FAQ
Hi all,

Just F.Y.I.

I evaluated Impala GA on our environment to see the performance of Parquet
columner format.
I posted its result on slideshare.

http://www.slideshare.net/sudabon/performance-evaluation-of-cloudera-impala-ga

Thanks,

suda

Search Discussions

  • Jung-Yup Lee at May 1, 2013 at 10:03 pm
    Hi Suda,

    Thank you for your great work!

    Could you share more information about join types used in your test?

    If a broadcast join type was used in your additional experiments for
    testing the effect of join order, how about changing the join type from
    broadcast to partitioned join?

    I am curious about the reason of performance degradation in your additional
    experiments.

    Thank you,

    Jung-Yup
    On Wednesday, May 1, 2013 8:45:47 PM UTC+9, Suda Yukinori wrote:

    Hi all,

    Just F.Y.I.

    I evaluated Impala GA on our environment to see the performance of Parquet
    columner format.
    I posted its result on slideshare.


    http://www.slideshare.net/sudabon/performance-evaluation-of-cloudera-impala-ga

    Thanks,

    suda
  • Yukinori SUDA at May 2, 2013 at 10:04 am
    Hi Jung-Yup,

    thank you for your comment.

    What query do I need to run in order to change join type from broadcast to
    partitioned join ?

    Thanks,

    suda

    2013/5/2 Jung-Yup Lee <ljykjh@gmail.com>
    Hi Suda,

    Thank you for your great work!

    Could you share more information about join types used in your test?

    If a broadcast join type was used in your additional experiments for
    testing the effect of join order, how about changing the join type from
    broadcast to partitioned join?

    I am curious about the reason of performance degradation in your
    additional experiments.

    Thank you,

    Jung-Yup

    On Wednesday, May 1, 2013 8:45:47 PM UTC+9, Suda Yukinori wrote:

    Hi all,

    Just F.Y.I.

• Goal 1: List every date that comes with a time of day in the thread on the Impala performance test, giving each one only once.
• Goal 2:
Answer these from the thread on the Impala performance test:
(a) What did Suda evaluate to see how the Parquet columnar format performs?
(b) Where did Suda post the results?
(c) What does Suda ask in reply to Jung-Yup?
• Goal 3: Write out the part of the thread on the Impala performance test that begins at the words "2013/5/2 Jung-Yup Lee" and stops after "additional experiments.".
Answer using only the thread on the Impala performance test.

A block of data
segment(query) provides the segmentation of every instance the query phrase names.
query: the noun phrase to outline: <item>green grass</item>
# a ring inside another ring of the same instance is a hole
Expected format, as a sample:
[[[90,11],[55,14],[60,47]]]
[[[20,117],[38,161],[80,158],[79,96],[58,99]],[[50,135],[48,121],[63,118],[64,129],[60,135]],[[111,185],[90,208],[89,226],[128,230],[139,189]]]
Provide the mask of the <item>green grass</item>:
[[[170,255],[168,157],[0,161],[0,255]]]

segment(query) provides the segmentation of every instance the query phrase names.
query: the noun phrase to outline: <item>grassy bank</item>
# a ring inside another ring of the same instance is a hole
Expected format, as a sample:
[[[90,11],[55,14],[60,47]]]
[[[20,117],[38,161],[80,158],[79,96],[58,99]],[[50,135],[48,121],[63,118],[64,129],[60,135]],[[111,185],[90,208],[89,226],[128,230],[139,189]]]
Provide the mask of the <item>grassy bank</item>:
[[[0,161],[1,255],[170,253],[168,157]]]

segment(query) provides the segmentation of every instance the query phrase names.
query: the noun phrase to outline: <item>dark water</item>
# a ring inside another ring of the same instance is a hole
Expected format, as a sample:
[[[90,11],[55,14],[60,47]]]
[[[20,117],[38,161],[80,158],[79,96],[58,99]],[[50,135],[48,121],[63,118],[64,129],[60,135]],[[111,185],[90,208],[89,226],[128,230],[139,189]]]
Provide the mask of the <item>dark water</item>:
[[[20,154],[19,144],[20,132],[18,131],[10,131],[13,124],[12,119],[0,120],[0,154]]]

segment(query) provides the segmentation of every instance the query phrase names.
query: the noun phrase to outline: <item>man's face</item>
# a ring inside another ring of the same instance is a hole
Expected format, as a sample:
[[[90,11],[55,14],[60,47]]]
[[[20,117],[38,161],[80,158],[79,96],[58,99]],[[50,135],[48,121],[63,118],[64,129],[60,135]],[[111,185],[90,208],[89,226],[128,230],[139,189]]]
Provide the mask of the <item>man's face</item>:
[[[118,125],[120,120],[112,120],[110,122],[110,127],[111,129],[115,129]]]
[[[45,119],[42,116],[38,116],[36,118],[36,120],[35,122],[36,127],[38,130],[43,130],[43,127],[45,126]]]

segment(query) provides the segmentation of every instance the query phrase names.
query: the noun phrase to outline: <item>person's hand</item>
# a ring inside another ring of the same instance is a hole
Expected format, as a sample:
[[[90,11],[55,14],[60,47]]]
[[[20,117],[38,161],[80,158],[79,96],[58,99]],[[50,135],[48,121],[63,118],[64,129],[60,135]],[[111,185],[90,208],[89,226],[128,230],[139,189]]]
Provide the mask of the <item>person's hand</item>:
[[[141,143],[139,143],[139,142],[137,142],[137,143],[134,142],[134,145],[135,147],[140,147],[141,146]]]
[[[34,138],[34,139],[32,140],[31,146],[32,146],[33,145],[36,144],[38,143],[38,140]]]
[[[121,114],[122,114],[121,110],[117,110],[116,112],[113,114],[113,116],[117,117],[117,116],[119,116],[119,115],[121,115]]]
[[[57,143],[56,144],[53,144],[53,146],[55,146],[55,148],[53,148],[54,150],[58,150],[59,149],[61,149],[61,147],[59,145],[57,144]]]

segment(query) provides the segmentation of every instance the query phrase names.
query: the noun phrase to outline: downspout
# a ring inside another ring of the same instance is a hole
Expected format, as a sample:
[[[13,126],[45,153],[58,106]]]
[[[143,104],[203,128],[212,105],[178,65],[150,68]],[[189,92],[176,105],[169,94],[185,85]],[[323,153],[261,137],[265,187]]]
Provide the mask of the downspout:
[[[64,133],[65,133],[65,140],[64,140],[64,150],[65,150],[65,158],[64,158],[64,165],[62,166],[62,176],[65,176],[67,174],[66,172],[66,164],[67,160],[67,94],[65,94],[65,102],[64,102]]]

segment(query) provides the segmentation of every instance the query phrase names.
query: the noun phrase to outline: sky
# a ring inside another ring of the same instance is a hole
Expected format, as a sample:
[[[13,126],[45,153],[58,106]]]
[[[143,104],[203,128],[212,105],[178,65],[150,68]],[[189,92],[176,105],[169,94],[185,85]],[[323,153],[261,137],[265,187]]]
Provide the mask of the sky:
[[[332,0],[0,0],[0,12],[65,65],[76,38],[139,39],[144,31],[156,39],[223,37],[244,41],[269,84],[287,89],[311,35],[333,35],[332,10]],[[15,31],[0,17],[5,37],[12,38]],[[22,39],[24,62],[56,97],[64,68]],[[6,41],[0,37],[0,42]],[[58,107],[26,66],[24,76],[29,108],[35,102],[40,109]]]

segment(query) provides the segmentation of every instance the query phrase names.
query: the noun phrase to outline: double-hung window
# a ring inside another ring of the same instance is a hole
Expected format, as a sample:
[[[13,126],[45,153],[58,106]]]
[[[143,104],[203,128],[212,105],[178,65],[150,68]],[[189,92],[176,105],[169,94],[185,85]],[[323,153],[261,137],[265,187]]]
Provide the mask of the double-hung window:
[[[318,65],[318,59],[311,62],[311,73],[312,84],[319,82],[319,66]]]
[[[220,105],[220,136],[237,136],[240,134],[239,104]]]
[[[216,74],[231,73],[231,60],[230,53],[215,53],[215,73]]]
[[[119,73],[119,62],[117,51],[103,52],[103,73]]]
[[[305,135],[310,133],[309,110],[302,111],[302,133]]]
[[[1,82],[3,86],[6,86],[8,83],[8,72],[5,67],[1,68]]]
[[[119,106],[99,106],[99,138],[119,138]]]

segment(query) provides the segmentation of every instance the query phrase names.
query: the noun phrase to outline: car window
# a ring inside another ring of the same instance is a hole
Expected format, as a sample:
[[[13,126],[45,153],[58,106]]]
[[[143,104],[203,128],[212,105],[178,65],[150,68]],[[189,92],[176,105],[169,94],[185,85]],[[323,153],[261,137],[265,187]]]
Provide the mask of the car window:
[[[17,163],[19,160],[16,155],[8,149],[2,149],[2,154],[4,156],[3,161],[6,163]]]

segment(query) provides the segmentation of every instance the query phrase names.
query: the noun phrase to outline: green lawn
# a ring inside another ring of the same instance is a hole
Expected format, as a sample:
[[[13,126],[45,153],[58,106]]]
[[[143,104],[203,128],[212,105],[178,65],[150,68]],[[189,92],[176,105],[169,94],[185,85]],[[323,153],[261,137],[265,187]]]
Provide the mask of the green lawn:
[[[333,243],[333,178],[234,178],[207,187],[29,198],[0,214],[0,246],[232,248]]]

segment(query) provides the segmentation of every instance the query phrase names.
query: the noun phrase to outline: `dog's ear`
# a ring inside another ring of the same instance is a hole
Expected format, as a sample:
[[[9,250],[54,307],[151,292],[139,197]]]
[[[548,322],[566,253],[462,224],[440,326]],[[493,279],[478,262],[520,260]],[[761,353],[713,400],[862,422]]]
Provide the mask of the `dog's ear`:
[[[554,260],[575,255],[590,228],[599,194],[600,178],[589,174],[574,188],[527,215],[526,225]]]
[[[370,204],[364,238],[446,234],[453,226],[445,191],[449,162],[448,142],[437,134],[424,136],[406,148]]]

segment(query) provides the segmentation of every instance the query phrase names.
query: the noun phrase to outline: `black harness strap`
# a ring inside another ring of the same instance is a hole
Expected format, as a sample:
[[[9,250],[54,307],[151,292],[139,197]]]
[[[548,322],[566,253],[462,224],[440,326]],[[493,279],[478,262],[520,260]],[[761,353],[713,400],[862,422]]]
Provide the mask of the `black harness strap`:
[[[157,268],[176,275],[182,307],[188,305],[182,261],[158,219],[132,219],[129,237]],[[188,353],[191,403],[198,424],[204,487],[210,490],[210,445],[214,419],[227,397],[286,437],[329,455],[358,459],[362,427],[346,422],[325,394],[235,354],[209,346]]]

• Full solution 1:
May 1, 2013 at 10:03 pm
Wednesday, May 1, 2013 8:45:47 PM UTC+9
May 2, 2013 at 10:04 am

• Full solution 2:
(a) Impala GA, on their own environment.
(b) On slideshare.
(c) What query to run to change the join type from broadcast to partitioned join.

• Full solution 3:
2013/5/2 Jung-Yup Lee <ljykjh@gmail.com>
    Hi Suda,

    Thank you for your great work!

    Could you share more information about join types used in your test?

    If a broadcast join type was used in your additional experiments for
    testing the effect of join order, how about changing the join type from
    broadcast to partitioned join?

    I am curious about the reason of performance degradation in your
    additional experiments.